## Cosa fare
Puoi ripetere tali e quali tutte le voci qui sotto, lasciando fuori le immagini?

<<<<

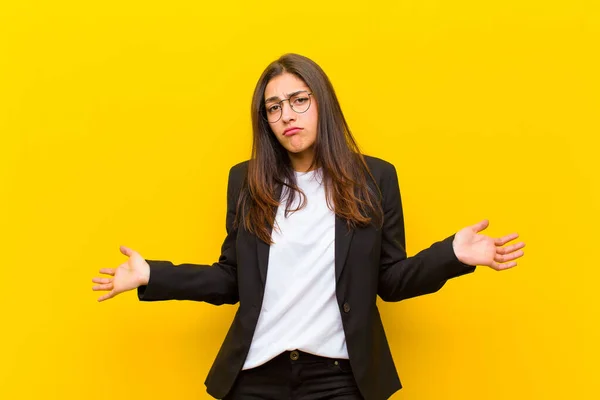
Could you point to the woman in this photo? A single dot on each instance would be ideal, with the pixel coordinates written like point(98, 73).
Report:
point(315, 232)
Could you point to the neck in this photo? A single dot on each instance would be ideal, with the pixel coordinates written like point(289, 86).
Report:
point(301, 162)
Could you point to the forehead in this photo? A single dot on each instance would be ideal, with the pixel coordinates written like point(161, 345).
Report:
point(282, 85)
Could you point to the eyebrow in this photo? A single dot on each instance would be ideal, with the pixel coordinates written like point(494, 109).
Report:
point(276, 98)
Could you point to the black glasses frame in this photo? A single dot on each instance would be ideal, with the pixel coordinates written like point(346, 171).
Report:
point(264, 114)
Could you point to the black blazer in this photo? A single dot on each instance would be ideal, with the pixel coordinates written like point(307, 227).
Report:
point(368, 262)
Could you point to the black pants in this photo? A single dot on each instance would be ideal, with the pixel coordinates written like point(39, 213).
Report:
point(295, 375)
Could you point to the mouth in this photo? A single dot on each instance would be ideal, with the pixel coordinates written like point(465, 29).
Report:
point(291, 131)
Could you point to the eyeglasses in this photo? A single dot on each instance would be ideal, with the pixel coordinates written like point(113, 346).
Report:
point(299, 102)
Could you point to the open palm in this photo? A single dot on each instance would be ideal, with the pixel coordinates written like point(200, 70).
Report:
point(127, 276)
point(473, 248)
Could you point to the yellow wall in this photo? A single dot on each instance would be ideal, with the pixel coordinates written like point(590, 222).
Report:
point(119, 122)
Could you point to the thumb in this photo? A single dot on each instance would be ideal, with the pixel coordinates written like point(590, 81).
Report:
point(478, 227)
point(126, 251)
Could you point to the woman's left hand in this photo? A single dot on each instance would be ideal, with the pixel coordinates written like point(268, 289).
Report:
point(472, 248)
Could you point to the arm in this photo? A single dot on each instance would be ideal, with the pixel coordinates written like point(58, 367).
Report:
point(216, 283)
point(426, 272)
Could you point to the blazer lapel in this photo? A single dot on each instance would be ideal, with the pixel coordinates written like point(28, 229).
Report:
point(262, 248)
point(343, 237)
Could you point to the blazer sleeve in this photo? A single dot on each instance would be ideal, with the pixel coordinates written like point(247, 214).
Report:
point(426, 272)
point(217, 283)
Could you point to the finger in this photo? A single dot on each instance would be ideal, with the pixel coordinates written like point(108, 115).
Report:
point(510, 249)
point(107, 296)
point(126, 251)
point(108, 271)
point(106, 286)
point(481, 225)
point(505, 239)
point(509, 257)
point(502, 267)
point(101, 280)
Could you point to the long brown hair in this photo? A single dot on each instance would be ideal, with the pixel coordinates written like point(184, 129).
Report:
point(344, 170)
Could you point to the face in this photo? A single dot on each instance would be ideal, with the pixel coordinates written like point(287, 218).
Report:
point(296, 131)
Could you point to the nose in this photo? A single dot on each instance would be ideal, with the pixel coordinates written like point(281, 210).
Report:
point(287, 114)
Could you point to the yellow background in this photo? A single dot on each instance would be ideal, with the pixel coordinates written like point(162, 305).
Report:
point(119, 122)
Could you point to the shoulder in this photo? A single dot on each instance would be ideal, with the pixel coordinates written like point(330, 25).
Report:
point(381, 170)
point(237, 175)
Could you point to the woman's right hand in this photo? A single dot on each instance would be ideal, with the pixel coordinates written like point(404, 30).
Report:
point(130, 275)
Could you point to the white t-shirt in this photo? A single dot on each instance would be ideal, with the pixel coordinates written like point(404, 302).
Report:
point(300, 309)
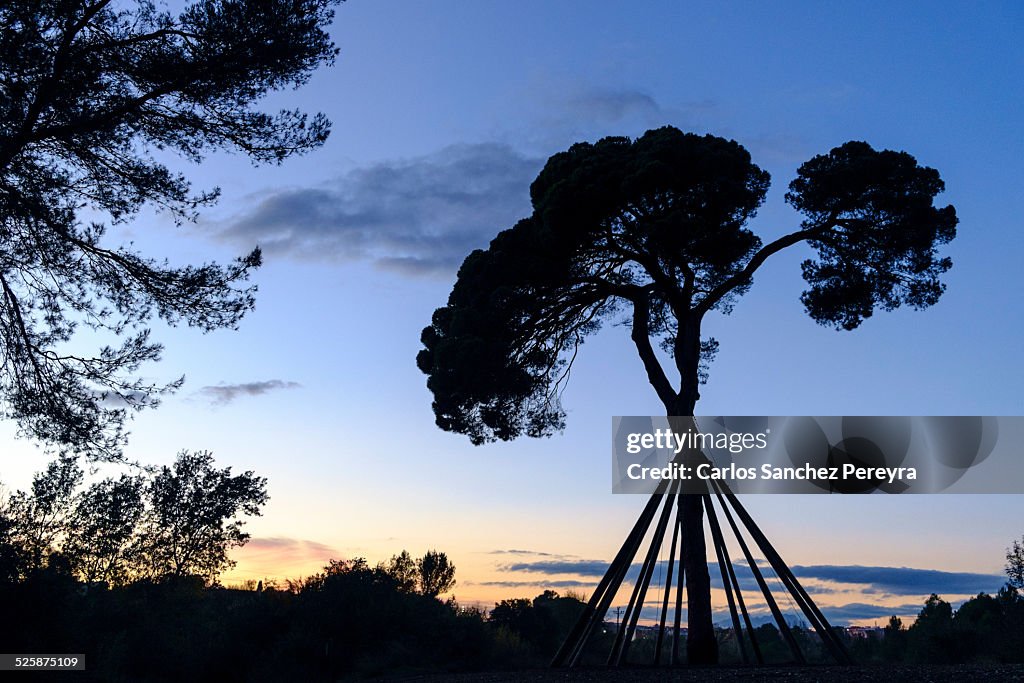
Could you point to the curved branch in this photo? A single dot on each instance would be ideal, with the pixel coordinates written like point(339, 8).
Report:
point(743, 276)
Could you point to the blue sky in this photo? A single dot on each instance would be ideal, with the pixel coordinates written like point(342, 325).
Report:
point(442, 114)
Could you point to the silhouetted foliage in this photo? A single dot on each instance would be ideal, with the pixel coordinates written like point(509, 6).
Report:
point(193, 518)
point(932, 637)
point(94, 94)
point(402, 569)
point(652, 231)
point(182, 521)
point(1015, 564)
point(541, 624)
point(103, 542)
point(436, 573)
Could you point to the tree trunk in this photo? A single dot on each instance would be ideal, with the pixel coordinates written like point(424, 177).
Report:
point(701, 645)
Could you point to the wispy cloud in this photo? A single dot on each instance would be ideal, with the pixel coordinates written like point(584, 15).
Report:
point(282, 557)
point(538, 584)
point(513, 551)
point(221, 394)
point(828, 579)
point(419, 216)
point(904, 581)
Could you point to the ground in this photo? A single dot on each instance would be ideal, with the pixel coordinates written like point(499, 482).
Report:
point(882, 674)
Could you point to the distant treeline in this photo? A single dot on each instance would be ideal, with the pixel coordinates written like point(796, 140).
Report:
point(354, 621)
point(126, 571)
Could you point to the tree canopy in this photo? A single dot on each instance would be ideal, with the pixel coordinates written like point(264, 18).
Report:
point(653, 230)
point(95, 96)
point(180, 521)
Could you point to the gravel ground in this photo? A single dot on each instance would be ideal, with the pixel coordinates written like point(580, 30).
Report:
point(888, 674)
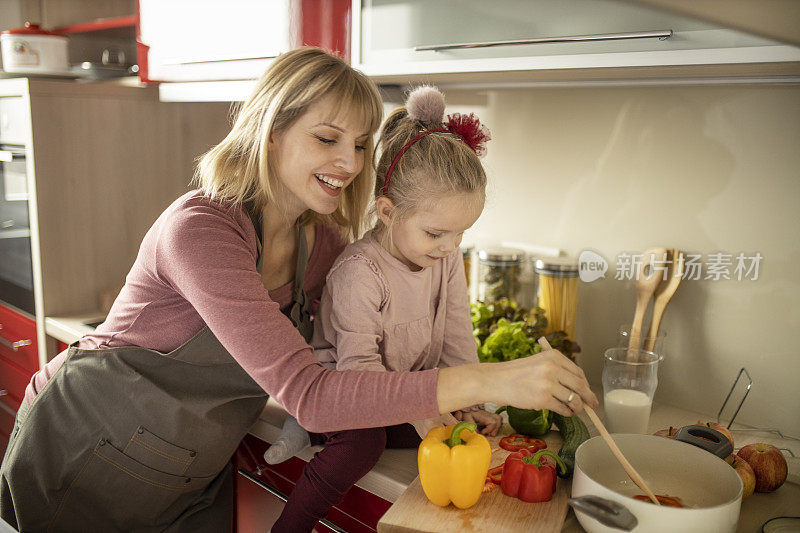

>>>>

## Risultato corretto
Could you point to the woman in this photo? A single dot on each instance would be ideal, with the pixel coordinates written like point(98, 73).
Report:
point(315, 232)
Could you point to the neck in this photo? A single dot on each instance would be ideal, with the pixel coordinates written like point(289, 86).
Report:
point(301, 162)
Could you point to the forehead in this photo? A single dot on each instance would be ideal, with the pixel coordinates written like point(161, 345).
Report:
point(282, 85)
Could you point to the eyebrow in this photo? A single dot on each instance would be ideal, with the pixel coordinates written like point(494, 109).
Report:
point(276, 98)
Could you point to the black glasses frame in this photo? A single dot on each instance would be ideal, with the pixel coordinates written like point(346, 171).
Report:
point(264, 114)
Could you point to the black blazer in this photo? A single dot on each instance would be ideal, with the pixel coordinates written like point(307, 227).
Report:
point(368, 262)
Could you point to the black pants in this photo? A single dot on each instance would be ideal, with the pixel coordinates written like point(39, 213).
Report:
point(295, 375)
Could you point to the mouth in this photo? A single dot on each instance would be ideal, with the pixel coordinates written like point(465, 29).
Report:
point(291, 131)
Could you point to the eyeglasses in this photo? A single dot on each instance would be ideal, with the pixel coordinates written like point(113, 346).
Report:
point(299, 102)
Could you point to the open palm in this photo? A single dot on each instance would be ideal, with the pixel coordinates written like point(200, 70).
Report:
point(127, 276)
point(473, 248)
Could you point to the yellow wall in this photo? A single dot on each instance would be ideal, with the pixel coordinates written like point(590, 222).
Report:
point(119, 122)
Could you point to the thumb in this photo? A single dot on each instance would be ideal, with the pixel coordinates written like point(590, 81).
Report:
point(478, 227)
point(126, 251)
Could you point to the woman's left hand in this photo? A single dot on each instance would be ideal, with the pixel coordinates written like point(268, 289).
Report:
point(472, 248)
Could you point to the arm in this photo? A single dot on each instance would be ideal, with the pixel coordinates written like point(58, 367).
Report:
point(216, 283)
point(426, 272)
Could you point to the blazer lapel in this photo? A single dot on each instance would be ideal, with the pixel coordinates written like point(28, 229).
Report:
point(262, 248)
point(343, 237)
Could you point to the blazer sleeve in this photo? A single dot on each instance would be ideal, with the pixel coordinates written like point(247, 214).
Report:
point(426, 272)
point(217, 283)
Could you point to the finger in this photo? A single dot on each instance would be ideal, with the pixel coordinates written like point(108, 115).
Report:
point(510, 249)
point(107, 296)
point(126, 251)
point(108, 271)
point(106, 286)
point(481, 225)
point(505, 239)
point(509, 257)
point(502, 267)
point(101, 280)
Could you point to the long brown hair in this photo? A single dot on each instance would be ideal, with the pixel coordinates written like point(184, 129).
Report:
point(344, 170)
Could you point to the face in this photo? A single dot on each instance would be ideal, with the pixel coordinates written like point(287, 218).
Report:
point(296, 131)
Could you point to the nose in this photo? A single dot on each instance would be ideal, with the pixel coordinates written like point(281, 210).
Report:
point(287, 114)
Could you point to the yellow background in this photo? A single dot on each instance would be ideal, with the pixel coordinates written like point(162, 305).
Report:
point(119, 122)
Could you point to the shoulder in this photo? A single dot on each instance would be ideal, with the pixel coordinates written like point(330, 25).
Report:
point(381, 170)
point(237, 175)
Could you point to the woman's right hand in this photo? A single dot on each instance would be ideal, with the pixel coordinates written like point(404, 30).
Report:
point(130, 275)
Could you point to the white t-shirt in this photo? A single dot on each instance would be ideal, with the pixel coordinates written like point(404, 302).
Report:
point(300, 309)
Could you point to the curved branch in this photo? A single dot on each instance would be ideal, with the pixel coordinates written like point(339, 8).
Report:
point(743, 276)
Could you point to the blue sky in this photo? A single dot on each instance would be ideal, with the pixel coordinates written like point(342, 325).
Report:
point(442, 114)
Could you point to the silhouetted foliage in this photo? A single dot on each instance would be ideal, with the pixel coordinates written like point(509, 6).
Report:
point(193, 518)
point(932, 637)
point(94, 94)
point(402, 569)
point(652, 231)
point(182, 521)
point(1015, 564)
point(541, 624)
point(103, 542)
point(436, 573)
Could you point to the tree trunk in this photo? A single dot on each instance would be ideal, with the pixel coordinates written like point(424, 177).
Report:
point(701, 645)
Could you point to the wispy cloud in this photo? A single dot on each instance would be ideal, with the pixel coordinates written like point(584, 15).
Report:
point(282, 557)
point(538, 584)
point(513, 551)
point(221, 394)
point(828, 579)
point(419, 216)
point(904, 581)
Could you point to the ground in this photo? A single dot on each instance would be ideal, with the pixel coordinates written like point(499, 482).
Report:
point(882, 674)
Could you point to the distant treeline in this photo? A single dot on each instance would be ideal, with the pixel coordinates written like point(796, 140).
Report:
point(354, 621)
point(126, 571)
Could you point to the tree canopy in this photo? A single dot on each instance would be ideal, with the pixel coordinates written like point(264, 18).
Report:
point(653, 230)
point(95, 96)
point(180, 521)
Could you point to the gravel ground in this photo? A single dot on each instance would be ideal, with the pixel coordinates written like point(580, 30).
Report:
point(888, 674)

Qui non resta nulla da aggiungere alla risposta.